== PROBLEM DETAILS ==
Transcribe every line, keeping it exact.

== Items from a data source ==
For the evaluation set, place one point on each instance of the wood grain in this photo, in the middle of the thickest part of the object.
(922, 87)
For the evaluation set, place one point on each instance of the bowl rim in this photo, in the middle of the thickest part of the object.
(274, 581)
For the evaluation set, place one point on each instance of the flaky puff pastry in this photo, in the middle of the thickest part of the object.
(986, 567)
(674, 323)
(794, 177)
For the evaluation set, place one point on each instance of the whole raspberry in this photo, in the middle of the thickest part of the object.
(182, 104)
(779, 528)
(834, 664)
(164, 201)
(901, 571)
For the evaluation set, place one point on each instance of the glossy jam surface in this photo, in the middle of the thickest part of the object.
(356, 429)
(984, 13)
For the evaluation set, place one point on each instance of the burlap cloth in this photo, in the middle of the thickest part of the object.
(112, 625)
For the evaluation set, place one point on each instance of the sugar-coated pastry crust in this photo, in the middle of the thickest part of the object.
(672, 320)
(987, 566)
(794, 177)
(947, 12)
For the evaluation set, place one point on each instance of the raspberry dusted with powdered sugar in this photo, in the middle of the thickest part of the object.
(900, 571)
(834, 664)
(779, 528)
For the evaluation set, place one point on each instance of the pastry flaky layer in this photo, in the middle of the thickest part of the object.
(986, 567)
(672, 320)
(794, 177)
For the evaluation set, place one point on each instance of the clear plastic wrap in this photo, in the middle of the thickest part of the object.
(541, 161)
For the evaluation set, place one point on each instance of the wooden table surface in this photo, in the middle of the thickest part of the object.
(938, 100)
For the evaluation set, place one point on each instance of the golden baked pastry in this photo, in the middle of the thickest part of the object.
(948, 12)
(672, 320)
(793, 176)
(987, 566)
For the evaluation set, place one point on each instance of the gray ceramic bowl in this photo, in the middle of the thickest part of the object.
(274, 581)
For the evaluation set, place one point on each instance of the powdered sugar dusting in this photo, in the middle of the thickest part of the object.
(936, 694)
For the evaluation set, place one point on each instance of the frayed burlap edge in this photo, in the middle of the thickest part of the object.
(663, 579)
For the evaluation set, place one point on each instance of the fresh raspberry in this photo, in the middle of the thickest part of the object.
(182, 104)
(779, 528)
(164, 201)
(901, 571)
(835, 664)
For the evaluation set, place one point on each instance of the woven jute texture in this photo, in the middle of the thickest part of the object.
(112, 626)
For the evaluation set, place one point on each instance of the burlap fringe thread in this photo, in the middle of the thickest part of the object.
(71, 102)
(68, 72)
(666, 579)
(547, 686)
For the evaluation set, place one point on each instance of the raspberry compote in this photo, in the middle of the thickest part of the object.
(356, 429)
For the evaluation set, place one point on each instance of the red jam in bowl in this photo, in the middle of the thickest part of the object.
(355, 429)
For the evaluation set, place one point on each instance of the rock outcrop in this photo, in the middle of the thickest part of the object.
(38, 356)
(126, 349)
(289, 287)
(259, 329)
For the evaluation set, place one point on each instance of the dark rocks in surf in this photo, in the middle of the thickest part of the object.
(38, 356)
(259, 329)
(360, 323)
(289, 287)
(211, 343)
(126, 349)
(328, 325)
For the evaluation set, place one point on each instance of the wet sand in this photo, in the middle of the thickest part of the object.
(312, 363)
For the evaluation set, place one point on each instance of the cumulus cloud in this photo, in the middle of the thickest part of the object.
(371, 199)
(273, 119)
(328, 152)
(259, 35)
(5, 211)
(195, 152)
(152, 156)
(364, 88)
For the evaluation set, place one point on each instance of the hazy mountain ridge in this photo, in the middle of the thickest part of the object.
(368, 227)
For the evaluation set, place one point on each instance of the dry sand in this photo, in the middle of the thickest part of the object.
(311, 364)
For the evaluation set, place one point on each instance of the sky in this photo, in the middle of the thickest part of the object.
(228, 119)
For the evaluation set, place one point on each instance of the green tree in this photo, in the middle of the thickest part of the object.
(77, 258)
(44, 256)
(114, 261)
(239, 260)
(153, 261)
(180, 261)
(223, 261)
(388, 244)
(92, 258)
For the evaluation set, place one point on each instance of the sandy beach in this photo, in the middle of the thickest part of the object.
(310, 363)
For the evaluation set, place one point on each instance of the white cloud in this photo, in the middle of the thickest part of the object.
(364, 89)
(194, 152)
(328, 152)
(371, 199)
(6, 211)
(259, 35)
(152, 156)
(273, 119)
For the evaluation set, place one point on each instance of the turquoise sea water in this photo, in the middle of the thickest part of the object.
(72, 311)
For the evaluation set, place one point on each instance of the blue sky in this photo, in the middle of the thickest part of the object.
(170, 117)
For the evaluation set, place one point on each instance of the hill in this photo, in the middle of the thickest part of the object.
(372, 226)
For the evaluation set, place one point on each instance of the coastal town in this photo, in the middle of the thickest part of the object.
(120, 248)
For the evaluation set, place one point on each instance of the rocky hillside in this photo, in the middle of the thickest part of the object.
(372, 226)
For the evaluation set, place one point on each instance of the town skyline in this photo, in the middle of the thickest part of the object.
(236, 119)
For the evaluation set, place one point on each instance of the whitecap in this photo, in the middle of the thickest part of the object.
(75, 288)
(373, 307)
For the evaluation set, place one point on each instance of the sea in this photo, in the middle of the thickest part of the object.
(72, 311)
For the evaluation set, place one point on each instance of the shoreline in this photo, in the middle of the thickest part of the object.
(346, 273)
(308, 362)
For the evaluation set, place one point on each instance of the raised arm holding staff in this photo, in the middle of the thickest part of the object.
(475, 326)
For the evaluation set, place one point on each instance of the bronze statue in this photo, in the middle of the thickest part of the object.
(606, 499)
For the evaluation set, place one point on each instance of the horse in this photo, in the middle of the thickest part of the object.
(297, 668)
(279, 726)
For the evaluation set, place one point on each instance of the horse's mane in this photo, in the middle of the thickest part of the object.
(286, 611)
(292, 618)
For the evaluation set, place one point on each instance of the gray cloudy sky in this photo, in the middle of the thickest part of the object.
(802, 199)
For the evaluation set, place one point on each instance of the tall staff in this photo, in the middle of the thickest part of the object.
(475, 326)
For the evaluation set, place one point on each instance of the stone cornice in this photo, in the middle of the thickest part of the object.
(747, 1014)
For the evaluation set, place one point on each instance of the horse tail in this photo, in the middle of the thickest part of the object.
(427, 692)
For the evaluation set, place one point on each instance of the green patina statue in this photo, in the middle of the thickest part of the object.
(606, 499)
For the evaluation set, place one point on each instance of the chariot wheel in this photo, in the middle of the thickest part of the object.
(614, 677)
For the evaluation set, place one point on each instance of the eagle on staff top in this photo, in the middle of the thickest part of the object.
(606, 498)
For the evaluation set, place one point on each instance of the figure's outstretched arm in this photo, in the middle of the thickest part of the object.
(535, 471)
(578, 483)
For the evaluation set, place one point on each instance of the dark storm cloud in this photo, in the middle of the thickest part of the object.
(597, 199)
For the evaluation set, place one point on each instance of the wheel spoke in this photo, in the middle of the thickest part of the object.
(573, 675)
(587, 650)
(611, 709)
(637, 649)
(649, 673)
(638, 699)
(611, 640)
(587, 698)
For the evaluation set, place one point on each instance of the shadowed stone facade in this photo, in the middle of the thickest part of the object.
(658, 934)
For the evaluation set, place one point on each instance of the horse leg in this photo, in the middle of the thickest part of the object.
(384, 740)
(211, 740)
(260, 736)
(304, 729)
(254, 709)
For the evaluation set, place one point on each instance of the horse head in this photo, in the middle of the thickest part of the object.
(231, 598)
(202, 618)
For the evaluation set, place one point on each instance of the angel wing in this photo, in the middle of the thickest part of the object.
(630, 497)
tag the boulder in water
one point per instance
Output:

== EXERCISE OUTPUT ==
For the evaluation set, place one point on each instance of the wood grain in this photo, in the middle of the thickest part of the object.
(922, 87)
For the evaluation set, place one point on each instance of the bowl rim in this photo, in the middle of the thickest part of the object.
(274, 581)
For the evaluation set, place one point on each instance of the flaky puff pastry in this photo, in the middle of the thickest part of the object.
(986, 567)
(674, 323)
(794, 177)
For the evaluation set, place one point on each instance of the whole raspberry in this photo, in the middle of the thickest part of the object.
(182, 104)
(779, 528)
(834, 664)
(164, 201)
(901, 571)
For the evaluation set, place one point on each instance of the glossy jam surface in this photo, in the middle of the thickest part of the object.
(356, 429)
(984, 13)
For the evaluation set, place one point on each instance of the burlap cloth in this photo, in the middle of the thickest part of the object.
(112, 625)
For the evaluation set, place one point on each instance of the sugar-coated pastry crust in this photo, in the middle of the thickest part of the object.
(672, 320)
(987, 566)
(794, 177)
(947, 12)
For the evaluation set, place one point on each instance of the raspberry dusted with powdered sugar in this photo, in the middle of the thickest part of the object.
(900, 571)
(834, 664)
(779, 528)
For the evaluation set, place one point on each instance of the pastry flaky layer in this photo, in the middle of the thickest part of the object.
(986, 567)
(672, 320)
(794, 177)
For the evaluation set, place one point on each instance of the clear plastic wrap in this photo, in the middle of the thickest part of the object.
(541, 161)
For the evaluation set, place one point on each instance of the wooden table surface in this photo, in the middle of the thickest part of the object.
(938, 100)
For the evaluation set, place one point on each instance of the golden baked pastry in this photo, in the middle of the thickest part of the object.
(948, 12)
(672, 320)
(793, 176)
(987, 566)
For the evaluation set, place one point on each instance of the gray ceramic bowl in this photo, in the middle of the thickest part of the object.
(274, 581)
For the evaluation set, place one point on each instance of the powdered sugar dusting in this photo, in the middle of the thickest part of the object.
(936, 694)
For the evaluation set, place one point on each instance of the frayed burlap edge in this photo, in the middle of the thickest part of the object.
(663, 579)
For the evaluation set, place one point on each instance of the fresh raspberry in this photo, in the middle of the thickest part of the object.
(182, 104)
(779, 528)
(164, 201)
(901, 571)
(835, 664)
For the evaluation set, place one point on each instance of the woven jute texture in this photo, in the middle of the thickest part of the object.
(112, 626)
For the evaluation set, place one point on each instance of the burlap fringe thread in this photo, in the middle of the thickest part of the object.
(71, 102)
(68, 72)
(666, 579)
(547, 686)
For the evaluation set, place one point on each instance of the raspberry compote in this photo, in the middle of the thickest part of the object.
(356, 429)
For the evaluation set, place one point on each instance of the red jam in bowl in this photo, in the middle of the thickest part of the object.
(355, 429)
For the evaluation set, place one point on each instance of the rock outcrop in this photo, in the middle of the thickest part of the object.
(38, 356)
(126, 349)
(289, 287)
(259, 329)
For the evaluation set, place one point on each instance of the dark rocks in surf in this photo, in the middle of the thickest part of the object.
(38, 356)
(259, 329)
(360, 323)
(289, 287)
(211, 343)
(126, 349)
(328, 325)
For the evaluation set, place one point on each instance of the wet sand in this photo, in the middle of the thickest part of the object.
(312, 363)
For the evaluation set, place one point on each instance of the cumulus cloud in this photo, in the middle of the thickest part of the object.
(371, 199)
(273, 119)
(328, 152)
(259, 35)
(5, 211)
(195, 152)
(152, 156)
(364, 88)
For the evaluation set, place one point on each instance of the hazy mountain ridge in this photo, in the middle of the thickest part of the object.
(368, 227)
For the evaluation set, place one point on each instance of the dry sand in this photo, in the middle of the thickest part of the object.
(311, 364)
For the evaluation set, place one point on each instance of the sky in this photo, in the middle of the thickest part of the object.
(228, 119)
For the evaluation set, place one point on each instance of the green tree in this photo, in the middle of the thickest part of the object.
(77, 258)
(44, 256)
(114, 261)
(239, 260)
(153, 261)
(180, 261)
(223, 261)
(388, 244)
(92, 258)
For the evaluation set, place one point on each instance of the sandy beach in this photo, in the middle of the thickest part of the object.
(310, 363)
For the evaluation set, place one point on each instance of the white cloud in this photo, in the middle of the thickest part of the object.
(364, 89)
(194, 152)
(328, 152)
(371, 199)
(6, 211)
(259, 35)
(152, 156)
(273, 119)
For the evaluation set, place one point on each instance of the turquoise sea water in this photo, in the middle of the thickest part of the object.
(72, 311)
For the evaluation set, place one point on each instance of the blue sky in this photo, in the middle of the thickest part of the object.
(170, 117)
For the evaluation set, place one point on each instance of the hill in this photo, in the middle of the thickest part of the object.
(372, 226)
For the evaluation set, place one point on each instance of the coastal town in this photo, in the middle of the thickest part of the object.
(120, 248)
For the evaluation set, place one point on each instance of the rocky hillside in this photo, in the middle of the thickest part of the object.
(372, 226)
For the evaluation set, place one point on each instance of the town skyline in this photo, in the middle of the thickest part of the object.
(236, 119)
For the evaluation set, place one point on each instance of the whitecap in this photo, in the middle of the thickest part of the object.
(75, 288)
(373, 307)
For the evaluation set, place one point on each instance of the sea in this photo, in the middle of the thickest part of the object.
(72, 311)
For the evaluation set, place one point on each instance of the shoreline in this photo, in the middle of the thickest part of the object.
(346, 273)
(308, 362)
For the evaluation set, place one point on each instance of the raised arm holding staff in this photo, in the middle of the thickest part of the object.
(475, 326)
For the evaluation set, place one point on each instance of the bronze statue in this photo, in the middle of the thickest part of the object.
(606, 499)
For the evaluation set, place one point on each instance of the horse in this photo, in the middle of the thickest part of the object.
(297, 668)
(279, 726)
For the evaluation set, place one point on each instance of the horse's mane in this photo, in the middle of the thickest part of the object.
(286, 611)
(292, 618)
For the evaluation set, place one point on each instance of the gray cloudy sky in this photo, in the middle of the thickest part of the object.
(802, 199)
For the evaluation set, place one point on each instance of the tall staff in this photo, in the middle of the thickest part of the object.
(475, 326)
For the evaluation set, place one point on each instance of the stone cornice in this photo, in the middle of the thickest part of the object.
(747, 1014)
For the evaluation set, place one point on each instance of the horse tail in this photo, in the middle of the thickest part of the object.
(427, 692)
For the evaluation set, place one point on each instance of the green patina statue in this photo, in the middle of the thickest part of the object.
(606, 499)
For the evaluation set, place one point on each instance of the chariot wheel in this photo, in the middle of the thickest part of the object.
(614, 677)
For the evaluation set, place one point on each instance of the eagle on staff top in this photo, in the middle of the thickest part of the object.
(606, 498)
For the evaluation set, place one point on each instance of the figure's outstretched arm in this photo, in the middle of the thickest part of the object.
(535, 471)
(578, 483)
For the evaluation set, place one point on each instance of the dark storm cloud in this photo, in the middle of the thickest part of the object.
(597, 199)
For the evaluation set, place one point on each instance of the wheel spoke in this photo, in the middle of the thickest part of the object.
(573, 675)
(587, 650)
(611, 709)
(637, 649)
(649, 673)
(638, 699)
(611, 640)
(587, 698)
For the evaluation set, place one point on each instance of the shadowed stone facade in this photo, in the middle of the thickest part of the object.
(658, 934)
For the evaluation set, place one point on each instance of the horse leg in this photo, in the middle of the thickest part of the object.
(384, 740)
(211, 740)
(260, 736)
(304, 729)
(254, 709)
For the evaluation set, place one point on each instance of the horse head in this photo, in the middle of the thickest part of the object.
(231, 598)
(202, 618)
For the evaluation set, place one point on each instance of the angel wing in this photo, in the middle of the thickest part of the object.
(630, 497)
tag the boulder in water
one point per instance
Output:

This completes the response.